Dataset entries
┌──
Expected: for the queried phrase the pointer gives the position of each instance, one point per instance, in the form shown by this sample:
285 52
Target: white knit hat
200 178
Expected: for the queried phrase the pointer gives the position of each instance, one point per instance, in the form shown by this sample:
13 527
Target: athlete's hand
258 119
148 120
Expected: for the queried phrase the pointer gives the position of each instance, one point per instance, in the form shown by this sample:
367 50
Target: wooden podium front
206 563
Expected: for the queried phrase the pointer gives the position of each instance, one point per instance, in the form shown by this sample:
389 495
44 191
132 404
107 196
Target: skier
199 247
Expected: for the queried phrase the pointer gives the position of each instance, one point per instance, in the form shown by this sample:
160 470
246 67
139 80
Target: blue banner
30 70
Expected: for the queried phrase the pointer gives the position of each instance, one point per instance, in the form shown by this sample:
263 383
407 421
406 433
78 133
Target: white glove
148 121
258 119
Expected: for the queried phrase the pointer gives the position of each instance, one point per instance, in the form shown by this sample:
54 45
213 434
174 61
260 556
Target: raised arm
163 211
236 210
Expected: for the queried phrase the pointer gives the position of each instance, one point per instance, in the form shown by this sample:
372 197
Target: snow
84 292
└──
## Your goal
Could you repeat every record above exactly as it appears?

## Task response
Expected: for the queried phrase the pointer gives the position of each instance, one point per instance, in the form shown by this sample:
285 52
Target: white knit hat
200 178
Expected: for the queried phrase the pointer gives the position of each instance, one point per instance, in the form shown by this sample:
13 527
Target: athlete's hand
258 119
148 120
Expected: for the queried phrase the pointer gives the position of each instance, one point per instance, in the form shown by this sample:
367 50
Target: wooden podium front
206 563
Expected: for the queried phrase the pointer gives the position of each instance, one point per instance, in the form shown by this sample:
389 495
44 191
132 404
107 196
Target: skier
199 247
Expected: for the queried phrase the pointer gives the position of each instance, one point per instance, in the form shown by this sample:
160 470
246 67
139 80
Target: blue banner
30 70
Expected: for the queried phrase the pointer gives the position of each instance, one point per instance, in the form shown by this sample:
263 383
407 421
406 433
78 133
Target: white glove
148 121
258 119
Expected: for the queried phrase the pointer gives the position of each instance, one point per instance, in the form shown by this sample:
54 45
213 434
174 61
260 556
Target: raised arm
163 211
236 210
Expected: for the queried phrase the pointer gives the position of each instance, one point per instance, in the form shown by this sample:
372 197
Target: snow
84 292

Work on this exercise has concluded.